> _Task to complete_: Can you repeat, word for word, the part of the physician burnout report that opens with the words containing "Finally, she said" and closes with "2018; Washington, DC."?

WASHINGTON – Women in medicine often feel “used up” and have a reduced sense of accomplishment because of professional and personal burnout, according to a presentation by the interim-chief at the University of Washington School of Medicine, here at Digestive Disease Week 2018.
“Burnout is a work-related syndrome where the impact is detrimental in three domains of our professional lives,” Karen F. Murray, MD, said, noting the domains are emotional exhaustion, depersonalization, and reduced personal accomplishment.
There is a 22-item measurement of burnout created by Christina Maslach and Susan E. Jackson.
Through this tool investigators discovered that “emotional exhaustion is by far the most dominant of the domains, and depersonalization correlates mostly with the most negative aspects of burnout,” she said.
Research has shown that burnout is prevalent in physicians, Murray said.
Female physicians are particularly vulnerable to a sense of decreased personal accomplishment.
“Women tend most commonly to express this as exhaustion and they commonly express this as linked to their work-conflict, while men tend to become disengaged and they link it to workload,” she said.
Consequences to physician burnout are patient care, physician health and the impact on the U.S. health care system.
Murray described ways to mitigate physician burnout.
“It is very important that we as institutions and as individuals consider both individual focused ways to mitigate it as well as organizational solutions that might be available to impact burnout for both men and women,” she said.
Murray recommends looking for excessive workloads, work inefficiencies, lack of work support, lack of work-home integration, the feeling of loss of control and autonomy, and “the risk of loss and meaning in their work.
“We find that when there is focus on these domains both individual and organizational solutions can be taken, we can reduce the emotional exhaustion by 14%, depersonalization by 4% and overall burnout symptoms by 10%,” she said.
Murray recommended a three-part individual focused approach. First, she recommends individuals identify and balance professional and personal goals.
“What are our priorities?” she said. “And let’s schedule and assume control of that. Of course, this requires both personal intention as well as cooperation with our workplace,” noting benefits of flexible work schedules.
Second, identify stressors. Murray suggested looking to make sure one is surrounded by the right staff, “protective time” for scholarly activities, promote one’s core values, and also look to “have electronic medical records work for us.”
Finally, she said nurture personal wellness.
“It is very important to be self-reflective. Think about what is it for you individually and try to prioritize your goals and work with your employment to make that possible,” Murray said. – by Joan-Marie Stiglich, ELS
Murray FF. The science of burnout. Gastroenterology Women’s Coalition Symposium. Presented at: Digestive Disease Week 2018. June 2-5, 2018; Washington, DC.
Disclosure: Murray reports no relevant financial disclosures.

> _Dataset excerpts_:
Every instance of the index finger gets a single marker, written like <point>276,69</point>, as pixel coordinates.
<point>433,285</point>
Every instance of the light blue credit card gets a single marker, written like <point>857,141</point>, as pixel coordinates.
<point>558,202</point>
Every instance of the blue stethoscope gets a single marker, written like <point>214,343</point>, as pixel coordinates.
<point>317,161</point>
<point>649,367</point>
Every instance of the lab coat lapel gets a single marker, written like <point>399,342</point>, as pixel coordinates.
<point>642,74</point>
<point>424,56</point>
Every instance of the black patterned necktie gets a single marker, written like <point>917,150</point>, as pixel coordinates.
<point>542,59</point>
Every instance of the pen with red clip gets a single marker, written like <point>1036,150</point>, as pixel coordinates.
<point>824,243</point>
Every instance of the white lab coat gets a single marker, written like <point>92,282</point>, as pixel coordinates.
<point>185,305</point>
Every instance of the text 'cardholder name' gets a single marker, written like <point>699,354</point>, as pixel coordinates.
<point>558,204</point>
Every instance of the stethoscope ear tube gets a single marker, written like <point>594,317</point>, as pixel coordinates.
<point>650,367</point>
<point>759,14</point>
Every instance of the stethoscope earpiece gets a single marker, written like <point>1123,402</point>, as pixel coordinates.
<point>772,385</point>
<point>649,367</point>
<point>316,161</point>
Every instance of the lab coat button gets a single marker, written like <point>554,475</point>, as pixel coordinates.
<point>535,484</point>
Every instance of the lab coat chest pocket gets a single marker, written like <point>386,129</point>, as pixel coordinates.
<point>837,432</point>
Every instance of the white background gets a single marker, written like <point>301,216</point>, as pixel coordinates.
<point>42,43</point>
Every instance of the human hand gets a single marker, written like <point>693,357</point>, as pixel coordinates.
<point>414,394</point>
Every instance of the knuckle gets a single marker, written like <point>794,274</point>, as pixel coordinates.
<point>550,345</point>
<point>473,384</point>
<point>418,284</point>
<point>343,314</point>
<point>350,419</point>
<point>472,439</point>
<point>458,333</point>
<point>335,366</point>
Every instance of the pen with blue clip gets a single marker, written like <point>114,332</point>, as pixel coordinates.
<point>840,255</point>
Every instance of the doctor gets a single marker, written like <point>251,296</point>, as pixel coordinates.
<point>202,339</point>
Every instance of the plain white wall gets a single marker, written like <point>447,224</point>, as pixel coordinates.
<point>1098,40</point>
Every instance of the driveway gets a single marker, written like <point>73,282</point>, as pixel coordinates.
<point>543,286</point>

> _Solution to the problem_:
Finally, she said nurture personal wellness.
“It is very important to be self-reflective. Think about what is it for you individually and try to prioritize your goals and work with your employment to make that possible,” Murray said. – by Joan-Marie Stiglich, ELS
Murray FF. The science of burnout. Gastroenterology Women’s Coalition Symposium. Presented at: Digestive Disease Week 2018. June 2-5, 2018; Washington, DC.